-- START OF Data records --
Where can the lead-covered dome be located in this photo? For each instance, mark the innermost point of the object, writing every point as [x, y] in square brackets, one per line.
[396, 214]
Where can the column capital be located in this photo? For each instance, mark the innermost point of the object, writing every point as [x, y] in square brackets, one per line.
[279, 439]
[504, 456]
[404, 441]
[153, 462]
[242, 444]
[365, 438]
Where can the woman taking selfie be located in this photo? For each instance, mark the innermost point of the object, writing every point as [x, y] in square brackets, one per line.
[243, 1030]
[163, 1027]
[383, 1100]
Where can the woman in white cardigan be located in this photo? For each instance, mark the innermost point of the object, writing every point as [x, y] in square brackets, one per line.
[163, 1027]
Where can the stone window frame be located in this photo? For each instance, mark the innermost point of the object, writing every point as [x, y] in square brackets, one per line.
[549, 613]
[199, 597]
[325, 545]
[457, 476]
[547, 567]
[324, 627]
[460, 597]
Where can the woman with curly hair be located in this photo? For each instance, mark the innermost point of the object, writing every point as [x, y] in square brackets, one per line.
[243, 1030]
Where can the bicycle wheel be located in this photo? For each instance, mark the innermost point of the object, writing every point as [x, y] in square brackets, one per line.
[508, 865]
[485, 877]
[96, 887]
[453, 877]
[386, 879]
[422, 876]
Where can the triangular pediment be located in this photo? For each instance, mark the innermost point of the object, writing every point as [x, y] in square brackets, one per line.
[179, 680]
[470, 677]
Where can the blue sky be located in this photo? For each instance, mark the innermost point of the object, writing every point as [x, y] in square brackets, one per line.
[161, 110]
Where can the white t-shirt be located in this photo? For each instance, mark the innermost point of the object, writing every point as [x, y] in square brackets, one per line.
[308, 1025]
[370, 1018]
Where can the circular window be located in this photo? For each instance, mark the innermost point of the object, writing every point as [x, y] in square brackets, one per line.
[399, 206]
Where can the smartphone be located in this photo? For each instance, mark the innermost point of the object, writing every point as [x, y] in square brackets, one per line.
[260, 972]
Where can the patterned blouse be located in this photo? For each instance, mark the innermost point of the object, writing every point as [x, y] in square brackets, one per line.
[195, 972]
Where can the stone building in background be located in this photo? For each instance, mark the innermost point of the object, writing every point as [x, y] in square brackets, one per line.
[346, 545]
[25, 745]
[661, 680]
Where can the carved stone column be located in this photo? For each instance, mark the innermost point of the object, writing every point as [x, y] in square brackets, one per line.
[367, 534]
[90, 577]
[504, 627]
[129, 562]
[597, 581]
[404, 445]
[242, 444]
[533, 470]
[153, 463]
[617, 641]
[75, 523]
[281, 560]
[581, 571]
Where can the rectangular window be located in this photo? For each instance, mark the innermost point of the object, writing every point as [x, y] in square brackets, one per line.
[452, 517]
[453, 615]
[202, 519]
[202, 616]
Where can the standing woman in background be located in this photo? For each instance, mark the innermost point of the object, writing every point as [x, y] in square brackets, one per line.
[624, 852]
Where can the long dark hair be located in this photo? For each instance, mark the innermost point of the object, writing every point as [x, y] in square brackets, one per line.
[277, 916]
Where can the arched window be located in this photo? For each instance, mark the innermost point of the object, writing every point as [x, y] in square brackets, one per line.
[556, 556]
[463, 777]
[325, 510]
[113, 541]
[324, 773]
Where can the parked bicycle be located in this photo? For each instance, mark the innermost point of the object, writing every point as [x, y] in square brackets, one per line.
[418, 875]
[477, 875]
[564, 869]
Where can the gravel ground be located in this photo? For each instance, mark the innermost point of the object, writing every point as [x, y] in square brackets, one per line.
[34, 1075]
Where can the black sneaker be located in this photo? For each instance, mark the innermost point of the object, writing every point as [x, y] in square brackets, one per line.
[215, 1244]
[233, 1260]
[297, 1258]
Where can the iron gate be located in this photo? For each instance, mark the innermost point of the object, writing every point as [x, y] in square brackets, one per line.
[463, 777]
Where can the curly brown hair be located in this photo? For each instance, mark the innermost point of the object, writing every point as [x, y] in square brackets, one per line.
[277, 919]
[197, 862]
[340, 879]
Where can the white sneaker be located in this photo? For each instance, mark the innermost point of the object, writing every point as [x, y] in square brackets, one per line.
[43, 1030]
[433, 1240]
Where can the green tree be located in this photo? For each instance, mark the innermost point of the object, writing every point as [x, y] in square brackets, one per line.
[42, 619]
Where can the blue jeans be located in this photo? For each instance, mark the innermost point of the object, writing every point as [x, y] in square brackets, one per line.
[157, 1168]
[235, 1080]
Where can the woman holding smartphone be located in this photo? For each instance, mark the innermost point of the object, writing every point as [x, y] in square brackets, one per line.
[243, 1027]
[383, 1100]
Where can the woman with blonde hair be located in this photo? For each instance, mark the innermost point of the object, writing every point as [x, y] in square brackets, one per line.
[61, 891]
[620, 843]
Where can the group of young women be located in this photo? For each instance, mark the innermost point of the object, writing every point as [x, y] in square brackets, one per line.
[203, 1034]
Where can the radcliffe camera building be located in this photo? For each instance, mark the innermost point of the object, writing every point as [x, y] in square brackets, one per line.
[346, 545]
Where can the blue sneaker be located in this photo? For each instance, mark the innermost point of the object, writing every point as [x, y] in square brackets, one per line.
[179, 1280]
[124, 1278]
-- END OF Data records --
Written task:
Print again each line of the listing above, exactly as it appears.

Finished task:
Where can the lead-covered dome be located in this photo? For each instance, mark the innermost point of the object, writing every point as [x, y] in square brackets, one per line.
[396, 214]
Where can the column capital be located in this photo? For each instance, mark the innermost point of the object, writing every point as [x, y] in square brackets, one per line.
[279, 439]
[504, 456]
[404, 441]
[153, 462]
[242, 444]
[365, 438]
Where can the woman taking selfie be located in this photo? For each instance, mark the innermost point of the object, writing every point as [x, y] in square brackets, one per line.
[243, 1030]
[163, 1027]
[383, 1100]
Where can the woman in white cardigan be located in this photo? For each instance, mark the innermost point of the object, writing every point as [x, y] in square brackets, one per line.
[163, 1027]
Where can the stone window frame be located in this photo? For each instance, mark the innermost point of the object, writing every point as [x, y] in square brackets, one per line.
[549, 613]
[199, 597]
[325, 545]
[457, 476]
[547, 567]
[324, 627]
[460, 597]
Where can the woman with curly hair be located in this photo? For each instance, mark the innermost point of the object, writing every point as [x, y] in square brackets, one per line.
[243, 1030]
Where can the bicycle wheel be located in this photo? For each instance, mark the innermost point of the object, writing every point as [x, y] in square brackets, one per line.
[508, 865]
[485, 877]
[96, 887]
[453, 877]
[386, 879]
[422, 876]
Where can the triangular pediment be located in this photo? For each instance, mark the innermost point of the object, writing every point as [x, y] in square brackets, one per line.
[179, 680]
[470, 677]
Where can the blue sky be located in this photo? For each instance, mark the innermost point of the object, writing every point as [x, y] in square brackets, one per line.
[161, 110]
Where can the white t-shirt be located in this photo? For each instance, mark the innermost point of the object, writing every point as [x, y] in square brackets, one per line.
[308, 1025]
[370, 1018]
Where can the circular window be located in this photo? For each instance, mark the innermost point of the object, writing every point as [x, y] in square brackets, one per line.
[399, 206]
Where can the smartphone be located in this photo? For each instance, mark the innermost point of the object, writing every point as [x, y] in square brackets, one per line.
[260, 972]
Where can the patterned blouse be located in this photo? For each instance, mark the innermost point of the object, writing every point as [x, y] in square brackets, one per line.
[195, 972]
Where can the stone building in background be located in this photo? For each instance, mark the innermost point of the object, writing every point as [x, y] in square brackets, one per line.
[346, 545]
[25, 745]
[661, 680]
Where can the carved stone column be located in this photo? For each instance, mark the innermost point of the object, writing every point as [x, y] in square brackets, one per line.
[367, 534]
[90, 577]
[504, 627]
[129, 562]
[597, 581]
[404, 445]
[242, 444]
[533, 470]
[153, 463]
[617, 641]
[75, 523]
[281, 560]
[581, 571]
Where can the rectangular window be located in this photo? For each instance, mark the innermost point of the object, writing every point as [x, y] in square brackets, one per line.
[452, 517]
[453, 615]
[202, 519]
[202, 616]
Where can the standing woman in background be located in this photo? For each instance, mark the innermost point of the object, writing every point as [x, y] in square brackets, one per line.
[624, 852]
Where can the long dark hair be located in this photo? For each instance, mark the innermost point of the object, writing every point as [x, y] in square brackets, one per line.
[277, 916]
Where can the arched window be located in this photo? For each instance, mark the innermost point of the object, writing every point as [x, y] in square brackets, one per line.
[556, 556]
[463, 777]
[325, 510]
[113, 541]
[324, 773]
Where can the parked bicycle be located in this photo? For each instance, mark the innermost point of the object, writing every point as [x, y] in square brackets, one per line.
[418, 875]
[477, 875]
[564, 869]
Where can the gravel ground be located in this photo? For each instance, mark the innermost point of the object, writing every point as [x, y] in square brackets, one per line.
[34, 1075]
Where can the black sneaker be located in this photo? For each instance, mark the innermost point of the object, writing every point as [x, y] in square brackets, one per line.
[215, 1244]
[233, 1260]
[297, 1258]
Where can the iron gate be located in this photo? For each instance, mark the innermost point of the object, writing every point as [x, y] in square brackets, one per line.
[463, 777]
Where can the curly brown hair be located in this photo? For each instance, mark the innermost point of the object, writing every point as [x, y] in square brackets, one per line.
[277, 919]
[197, 862]
[340, 879]
Where can the white sneaker be located in this photo? For each instance, mark the innermost point of the object, writing every point as [x, y] in square brackets, one per line.
[43, 1030]
[433, 1240]
Where can the green tree be located in this photo? For each instance, mark the innermost point of the object, writing every point as [x, y] in square brackets, one per line.
[42, 619]
Where can the blue jeans be located in this photo? For each instance, mark the innermost point of the object, writing every point as [x, y] in square brackets, one per line.
[157, 1168]
[235, 1080]
Where can the woman holding smartphone be located in this photo? For each instance, mark the innermost point of the object, writing every point as [x, y] in square brackets, one per line.
[243, 1027]
[383, 1100]
Where can the woman with blonde hair be located in this photo? For each instance, mark the innermost point of the object, writing every point as [x, y] in square brackets, one per line.
[61, 891]
[620, 843]
Where can the group of young women be located in this photo? For each instance, mark the innermost point of the object, writing every point as [x, y] in square brackets, one per line.
[203, 1034]
Where can the radcliffe camera building be located in this photo? For each instance, mark the innermost point of the object, writing every point as [x, y] in square brackets, one per line.
[346, 545]
Where can the blue sneaker be located in this photo? For each instance, mark the innermost point of the object, writing every point as [x, y] in square brackets, one per line.
[179, 1280]
[124, 1278]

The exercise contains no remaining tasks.